(Pointing and labeling entries)
## START

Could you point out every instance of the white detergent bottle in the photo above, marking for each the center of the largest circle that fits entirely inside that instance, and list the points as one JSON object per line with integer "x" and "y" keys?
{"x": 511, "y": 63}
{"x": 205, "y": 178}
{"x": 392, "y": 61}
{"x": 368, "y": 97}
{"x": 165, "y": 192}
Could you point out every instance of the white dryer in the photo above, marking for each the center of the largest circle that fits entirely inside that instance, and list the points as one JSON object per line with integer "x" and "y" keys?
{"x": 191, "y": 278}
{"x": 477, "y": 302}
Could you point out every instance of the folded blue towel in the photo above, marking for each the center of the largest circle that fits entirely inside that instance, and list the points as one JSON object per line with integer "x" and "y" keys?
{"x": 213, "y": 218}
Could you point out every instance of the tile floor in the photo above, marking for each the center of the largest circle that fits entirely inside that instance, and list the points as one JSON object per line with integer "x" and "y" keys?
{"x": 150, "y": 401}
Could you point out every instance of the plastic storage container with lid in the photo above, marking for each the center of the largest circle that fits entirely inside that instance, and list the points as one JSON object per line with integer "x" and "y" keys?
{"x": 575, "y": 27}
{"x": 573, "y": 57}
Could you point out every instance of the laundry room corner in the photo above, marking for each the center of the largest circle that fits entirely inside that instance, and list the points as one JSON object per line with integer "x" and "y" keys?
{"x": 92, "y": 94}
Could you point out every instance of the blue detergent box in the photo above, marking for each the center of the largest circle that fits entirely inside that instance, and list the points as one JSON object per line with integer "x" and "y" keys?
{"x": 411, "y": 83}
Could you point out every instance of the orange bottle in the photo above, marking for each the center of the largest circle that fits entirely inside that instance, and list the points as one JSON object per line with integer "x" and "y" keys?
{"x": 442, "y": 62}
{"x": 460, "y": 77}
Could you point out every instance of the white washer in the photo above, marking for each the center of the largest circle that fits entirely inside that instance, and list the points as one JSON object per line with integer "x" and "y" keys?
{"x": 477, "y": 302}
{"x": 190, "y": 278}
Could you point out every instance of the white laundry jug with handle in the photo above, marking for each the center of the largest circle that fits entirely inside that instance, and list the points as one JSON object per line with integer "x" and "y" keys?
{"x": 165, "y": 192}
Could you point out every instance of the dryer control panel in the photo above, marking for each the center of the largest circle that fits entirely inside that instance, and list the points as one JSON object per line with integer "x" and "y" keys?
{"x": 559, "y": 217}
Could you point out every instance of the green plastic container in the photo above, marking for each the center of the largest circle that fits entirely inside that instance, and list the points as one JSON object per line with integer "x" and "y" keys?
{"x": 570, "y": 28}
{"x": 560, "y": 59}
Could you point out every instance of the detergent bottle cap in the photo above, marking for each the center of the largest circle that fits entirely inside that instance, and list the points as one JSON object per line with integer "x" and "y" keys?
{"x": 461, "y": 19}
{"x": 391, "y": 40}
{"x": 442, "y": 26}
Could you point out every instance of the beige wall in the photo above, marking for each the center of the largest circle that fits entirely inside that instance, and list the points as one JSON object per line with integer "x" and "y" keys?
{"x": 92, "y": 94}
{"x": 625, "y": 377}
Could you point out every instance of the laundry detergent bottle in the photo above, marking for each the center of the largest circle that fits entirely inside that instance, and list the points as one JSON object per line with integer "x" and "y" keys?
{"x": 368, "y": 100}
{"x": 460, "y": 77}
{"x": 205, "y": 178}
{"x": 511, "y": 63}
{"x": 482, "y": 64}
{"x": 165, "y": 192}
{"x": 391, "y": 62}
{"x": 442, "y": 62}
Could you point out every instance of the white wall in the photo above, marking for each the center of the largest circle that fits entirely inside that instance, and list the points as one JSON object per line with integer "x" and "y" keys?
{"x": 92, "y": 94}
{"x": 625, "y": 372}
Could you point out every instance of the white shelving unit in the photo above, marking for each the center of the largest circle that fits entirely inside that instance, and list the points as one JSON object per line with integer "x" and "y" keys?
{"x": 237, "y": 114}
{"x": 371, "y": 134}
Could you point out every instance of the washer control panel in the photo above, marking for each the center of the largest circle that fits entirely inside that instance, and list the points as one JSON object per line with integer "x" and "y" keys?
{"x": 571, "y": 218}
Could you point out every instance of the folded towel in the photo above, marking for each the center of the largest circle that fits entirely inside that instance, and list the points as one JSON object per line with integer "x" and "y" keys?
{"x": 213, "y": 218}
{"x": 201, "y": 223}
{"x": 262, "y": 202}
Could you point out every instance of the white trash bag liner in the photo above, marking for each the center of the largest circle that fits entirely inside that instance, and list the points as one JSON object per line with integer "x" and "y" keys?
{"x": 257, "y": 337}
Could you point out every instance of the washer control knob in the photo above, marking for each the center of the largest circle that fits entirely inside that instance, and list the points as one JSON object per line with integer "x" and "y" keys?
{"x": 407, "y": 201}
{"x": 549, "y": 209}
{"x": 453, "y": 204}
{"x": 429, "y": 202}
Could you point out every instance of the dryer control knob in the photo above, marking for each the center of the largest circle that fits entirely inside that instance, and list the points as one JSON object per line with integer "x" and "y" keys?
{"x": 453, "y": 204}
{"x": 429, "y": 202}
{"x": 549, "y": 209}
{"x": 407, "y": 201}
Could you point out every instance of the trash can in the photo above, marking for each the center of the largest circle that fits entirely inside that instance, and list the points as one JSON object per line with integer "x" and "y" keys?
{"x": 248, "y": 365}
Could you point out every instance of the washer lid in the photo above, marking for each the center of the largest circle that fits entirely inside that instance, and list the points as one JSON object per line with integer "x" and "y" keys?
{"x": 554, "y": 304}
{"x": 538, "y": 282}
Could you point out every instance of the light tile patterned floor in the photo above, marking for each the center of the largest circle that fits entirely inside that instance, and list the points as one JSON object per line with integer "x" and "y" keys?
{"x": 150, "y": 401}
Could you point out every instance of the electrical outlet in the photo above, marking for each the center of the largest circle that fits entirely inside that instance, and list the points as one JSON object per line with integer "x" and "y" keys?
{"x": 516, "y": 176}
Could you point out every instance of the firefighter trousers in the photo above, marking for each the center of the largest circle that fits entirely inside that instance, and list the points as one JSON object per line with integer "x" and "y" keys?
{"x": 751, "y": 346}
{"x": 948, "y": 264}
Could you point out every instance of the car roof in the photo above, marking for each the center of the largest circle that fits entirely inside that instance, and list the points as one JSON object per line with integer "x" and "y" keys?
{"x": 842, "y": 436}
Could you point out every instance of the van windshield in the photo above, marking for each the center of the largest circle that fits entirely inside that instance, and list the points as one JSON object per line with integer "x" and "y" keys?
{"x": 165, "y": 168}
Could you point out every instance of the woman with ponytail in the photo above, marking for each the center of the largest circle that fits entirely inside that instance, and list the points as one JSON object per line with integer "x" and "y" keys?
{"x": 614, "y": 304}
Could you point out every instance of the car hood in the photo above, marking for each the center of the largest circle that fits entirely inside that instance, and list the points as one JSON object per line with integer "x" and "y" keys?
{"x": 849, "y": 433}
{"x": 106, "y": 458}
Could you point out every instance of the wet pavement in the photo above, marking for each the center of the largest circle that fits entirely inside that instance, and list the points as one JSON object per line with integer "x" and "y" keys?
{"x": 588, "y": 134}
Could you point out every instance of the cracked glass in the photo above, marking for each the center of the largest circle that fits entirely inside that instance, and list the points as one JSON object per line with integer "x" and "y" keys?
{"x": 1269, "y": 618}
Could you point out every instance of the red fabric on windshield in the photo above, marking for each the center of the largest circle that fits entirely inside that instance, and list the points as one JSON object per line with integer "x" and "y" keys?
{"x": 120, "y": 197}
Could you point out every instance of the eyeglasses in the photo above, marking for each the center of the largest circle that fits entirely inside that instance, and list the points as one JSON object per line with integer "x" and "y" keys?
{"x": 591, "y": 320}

## END

▶ [The task]:
Print again each line of the listing above, exactly as it appears.

▶ [Full answer]:
Could you point out every instance of the white detergent bottle in the photo above, marking for each the center of the largest circle that fits entirely inside that instance, and list the points as one JSON object per line with integer "x" and "y" keys?
{"x": 511, "y": 63}
{"x": 205, "y": 178}
{"x": 392, "y": 61}
{"x": 368, "y": 97}
{"x": 165, "y": 192}
Could you point out every instance of the white dryer in the photo above, marking for each the center of the largest circle that fits entirely inside that instance, and list the points as one JSON object per line with integer "x" and "y" keys?
{"x": 191, "y": 278}
{"x": 477, "y": 302}
Could you point out every instance of the folded blue towel in the photo above, marking for each the center of the largest circle that fits entirely inside that instance, and list the points as one JSON object per line with integer "x" and "y" keys?
{"x": 213, "y": 218}
Could you point out every instance of the tile floor in the photo above, marking for each the center of the largest circle that fits entirely inside that instance, and list the points as one JSON object per line with integer "x" and "y" keys?
{"x": 150, "y": 401}
Could you point out every instance of the plastic storage container with lid in the photo above, marking for each the center of the largest circle that fits entirely inside that instance, and list the points as one JSON object per line with integer "x" and "y" keys?
{"x": 575, "y": 27}
{"x": 573, "y": 57}
Could you point out every instance of the laundry room corner in the photo above, marking for each the center of the largest circle that fits entirely inside that instance, and list the points as one JSON object per line with integer "x" and "y" keys?
{"x": 92, "y": 94}
Could you point out every instance of the blue detergent box in the photo above, marking for each the center of the largest circle that fits entirely inside that instance, and list the points as one JSON object per line with integer "x" and "y" keys?
{"x": 411, "y": 83}
Could you point out every instance of the orange bottle in the photo above, marking for each the center of the largest circle that fits entirely inside that instance, and list the points as one JSON object per line with integer "x" and "y" keys?
{"x": 442, "y": 62}
{"x": 460, "y": 77}
Could you point out every instance of the white washer in the photo above, marking for each the center of the largest circle that fits entirely inside that instance, and list the points as one JSON object per line with integer "x" and "y" keys?
{"x": 477, "y": 302}
{"x": 190, "y": 278}
Could you point out every instance of the white laundry jug with handle in the photo above, marking for each the center of the largest circle that fits entirely inside that instance, and list the points as one JSON object per line with integer "x" and "y" keys?
{"x": 165, "y": 192}
Could you point out every instance of the dryer control panel in the photo above, marking for each the center of the largest circle that fits entirely inside that instance, and list the points as one JSON object per line with integer "x" and "y" keys?
{"x": 559, "y": 217}
Could you point out every instance of the green plastic container in the photo above, marking for each the center of the largest circle that fits entirely inside that instance, and list the points as one JSON object per line with integer "x" and "y" keys?
{"x": 570, "y": 28}
{"x": 560, "y": 59}
Could you point out every instance of the detergent bottle cap in the photo above, marking for each the center of the largest circle that fits entirely inside that instance, and list the points as one JSON object per line with integer "x" and "y" keys?
{"x": 461, "y": 19}
{"x": 391, "y": 40}
{"x": 442, "y": 26}
Could you point out every instance of the beige wall in the photo above, marking for each the center of the largest circle that fits entirely inside that instance, and list the points as one JSON object per line with integer "x" and "y" keys?
{"x": 92, "y": 94}
{"x": 625, "y": 377}
Could you point out every instance of the laundry detergent bottle in the photo above, marking for each the center of the largest circle that fits entirely inside that instance, and list the points as one JSON object per line with integer "x" and "y" keys?
{"x": 368, "y": 100}
{"x": 460, "y": 77}
{"x": 205, "y": 178}
{"x": 511, "y": 63}
{"x": 482, "y": 64}
{"x": 165, "y": 192}
{"x": 391, "y": 62}
{"x": 442, "y": 62}
Could you point out every instance of the white wall in the photo above, marking for each the center of the largest circle that fits entirely inside that instance, and list the points as one JSON object per line with integer "x" and "y" keys?
{"x": 92, "y": 94}
{"x": 625, "y": 372}
Could you point out every instance of the white shelving unit in the photo above, marking for each the center of the largest circle that fits entirely inside that instance, and list the points as one JSON object per line with integer "x" and "y" keys?
{"x": 237, "y": 114}
{"x": 371, "y": 134}
Could you point out every instance of the washer control panel in the photo above, marking for each the center of the largest circle that fits entirely inside that instance, and list the points as one JSON object per line with integer "x" and "y" keys?
{"x": 571, "y": 218}
Could you point out every instance of the folded towel in the photo above, marking for each the center of the largest circle that fits entirely inside that instance, and list the points as one JSON object per line with integer "x" and "y" keys?
{"x": 213, "y": 218}
{"x": 201, "y": 223}
{"x": 262, "y": 202}
Could you point out every instance of the white trash bag liner in the photo above, marking for each the center of the largest circle that fits entirely inside that instance, and list the points as one JSON object per line with integer "x" and "y" keys?
{"x": 257, "y": 337}
Could you point out every instance of the washer control knob in the photo above, marking for each the center of the largest circle that fits entirely inside that instance, and list the points as one JSON object per line with integer "x" and "y" keys?
{"x": 407, "y": 201}
{"x": 549, "y": 209}
{"x": 453, "y": 204}
{"x": 429, "y": 202}
Could you point out every instance of the dryer control knob in the photo above, marking for each the center of the largest circle that fits entirely inside that instance, and list the points as one JSON object per line with integer "x" and "y" keys?
{"x": 453, "y": 204}
{"x": 429, "y": 202}
{"x": 549, "y": 209}
{"x": 407, "y": 201}
Could you point out every instance of the trash can in the photo above, marking for each the center of the largest circle that fits entirely inside that instance, and list the points as one JSON object per line with integer "x" and "y" keys?
{"x": 248, "y": 365}
Could you point out every instance of the washer lid in the photo above, marking for each the center of the largest circle that fits entirely inside that instance, and list the points as one JSON object per line with integer "x" and "y" keys?
{"x": 554, "y": 304}
{"x": 538, "y": 282}
Could you point out every instance of the light tile patterned floor in the photo above, marking for each the center of the largest circle that fits entirely inside that instance, and list the points as one JSON object per line with integer "x" and "y" keys?
{"x": 150, "y": 401}
Could you point out every instance of the electrical outlet in the photo above, marking for each the center of the largest circle that fits entirely inside that instance, and list the points as one JSON object per line with integer "x" and "y" keys?
{"x": 516, "y": 176}
Could you point out every instance of the firefighter trousers in the photo above, marking for each the center of the largest circle that fits entirely inside that instance, and list the points as one JSON object per line with integer "x" and "y" keys?
{"x": 751, "y": 346}
{"x": 948, "y": 264}
Could you point out every instance of the car roof in the photo above, marking for each the center of the largest circle that fits entirely inside that instance, and list the points as one JSON object per line with integer "x" and "y" keys?
{"x": 842, "y": 436}
Could you point out every instance of the van windshield in the photo above, marking for each the center of the largest circle that fits entirely inside that instance, and list the points as one JSON object per line with integer "x" and "y" keys?
{"x": 165, "y": 168}
Could you point out every instance of the woman with ponytail in the photo above, marking for each the center of the largest circle that fits entirely inside that instance, and list the points as one JSON object per line with integer "x" and "y" keys?
{"x": 614, "y": 304}
Could you point out every instance of the car hood in the photo above, marking for each the center of the largest circle that fits entirely inside that instance, and list the points as one JSON object per line with integer "x" and "y" keys?
{"x": 849, "y": 433}
{"x": 106, "y": 458}
Could you point out every instance of the wet pavement in the photo above, marking for each the center of the largest circle that fits entirely inside that instance, and list the points as one JSON object per line with integer "x" and "y" keys?
{"x": 588, "y": 134}
Could you point out every instance of the cracked glass in the photo above, marking for each the center of the largest circle that fits entirely inside that instance, and list the points as one JSON object per line with integer "x" and "y" keys?
{"x": 1269, "y": 618}
Could you point out every instance of the red fabric on windshield in the photo above, marking for each the center of the largest circle that fits entirely inside that instance, and list the points as one JSON object per line with integer "x" and "y" keys?
{"x": 120, "y": 197}
Could you point out every instance of the eyeglasses in the photo above, marking for each the center of the largest circle that fits entirely inside that instance, and list the points as one JSON object per line with integer "x" and "y" keys?
{"x": 591, "y": 320}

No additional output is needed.